- **Information provided**:
----
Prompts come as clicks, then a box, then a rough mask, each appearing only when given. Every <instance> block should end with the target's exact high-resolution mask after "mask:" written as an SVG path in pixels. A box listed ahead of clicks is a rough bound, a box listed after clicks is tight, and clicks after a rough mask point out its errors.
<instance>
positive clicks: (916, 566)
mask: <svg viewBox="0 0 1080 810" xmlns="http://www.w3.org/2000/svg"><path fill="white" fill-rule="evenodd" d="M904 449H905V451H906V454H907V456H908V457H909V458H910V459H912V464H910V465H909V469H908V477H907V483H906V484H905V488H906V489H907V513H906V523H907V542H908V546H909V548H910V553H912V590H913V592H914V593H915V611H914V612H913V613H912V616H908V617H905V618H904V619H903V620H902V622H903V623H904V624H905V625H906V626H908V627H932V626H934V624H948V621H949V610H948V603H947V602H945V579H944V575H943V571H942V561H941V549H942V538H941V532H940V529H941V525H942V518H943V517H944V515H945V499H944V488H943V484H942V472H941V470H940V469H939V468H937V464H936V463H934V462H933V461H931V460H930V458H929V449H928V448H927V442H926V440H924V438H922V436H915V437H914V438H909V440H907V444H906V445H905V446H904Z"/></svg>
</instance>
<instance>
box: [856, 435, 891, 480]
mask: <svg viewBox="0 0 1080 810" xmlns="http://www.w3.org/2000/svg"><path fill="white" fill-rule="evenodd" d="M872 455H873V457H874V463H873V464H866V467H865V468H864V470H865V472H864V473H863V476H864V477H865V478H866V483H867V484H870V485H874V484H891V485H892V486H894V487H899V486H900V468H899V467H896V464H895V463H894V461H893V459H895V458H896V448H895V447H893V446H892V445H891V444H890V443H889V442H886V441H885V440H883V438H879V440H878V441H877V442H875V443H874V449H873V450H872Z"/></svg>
----
- **What you should do**: From the first line to the last, output the records word for word.

- **Response**:
Prompts come as clicks, then a box, then a rough mask, each appearing only when given. Every <instance> block should end with the target's exact high-resolution mask after "mask:" written as an SVG path in pixels. A box listed ahead of clicks is a rough bound, a box listed after clicks is tight, and clicks after a rough mask point out its errors.
<instance>
positive clicks: (916, 566)
mask: <svg viewBox="0 0 1080 810" xmlns="http://www.w3.org/2000/svg"><path fill="white" fill-rule="evenodd" d="M904 449H905V451H906V454H907V456H908V457H909V458H910V459H912V464H910V465H909V469H908V477H907V483H906V484H905V488H906V489H907V513H906V523H907V542H908V546H909V548H910V553H912V590H913V592H914V593H915V611H914V612H913V613H912V616H908V617H905V618H904V619H903V620H902V622H903V623H904V624H905V625H906V626H908V627H932V626H934V624H948V621H949V610H948V603H947V602H945V579H944V575H943V571H942V561H941V549H942V538H941V532H940V529H941V525H942V518H943V517H944V515H945V499H944V488H943V484H942V472H941V470H940V469H939V468H937V464H936V463H934V462H933V461H931V460H930V458H929V449H928V448H927V442H926V440H924V438H922V436H915V437H914V438H909V440H907V444H906V445H905V446H904Z"/></svg>
</instance>
<instance>
box: [856, 435, 891, 480]
mask: <svg viewBox="0 0 1080 810" xmlns="http://www.w3.org/2000/svg"><path fill="white" fill-rule="evenodd" d="M872 455H873V457H874V463H873V464H866V467H865V468H864V470H865V472H864V473H863V476H864V477H865V478H866V483H867V484H870V485H874V484H891V485H892V486H894V487H899V486H900V468H899V467H896V464H895V463H894V461H893V459H895V458H896V448H895V447H893V446H892V445H891V444H890V443H889V442H886V441H885V440H883V438H879V440H878V441H877V442H875V443H874V449H873V450H872Z"/></svg>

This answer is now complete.